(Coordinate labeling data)
● ● ● ● ● ● ●
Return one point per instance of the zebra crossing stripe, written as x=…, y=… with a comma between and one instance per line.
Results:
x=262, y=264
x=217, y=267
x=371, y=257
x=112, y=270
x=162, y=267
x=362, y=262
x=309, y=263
● ● ● ● ● ● ●
Recast the rows above as a two-column CSV headed instruction and points, with one line for each row. Put each row's wording and its answer in their own quoted fields, and turn any line breaks into spaces.

» Solution to this task:
instruction,points
"Return one point per instance of the zebra crossing stripe, written as x=…, y=… with a comma between and one instance per line. Results:","x=262, y=264 x=217, y=267 x=371, y=257 x=112, y=270 x=162, y=267 x=362, y=262 x=309, y=263"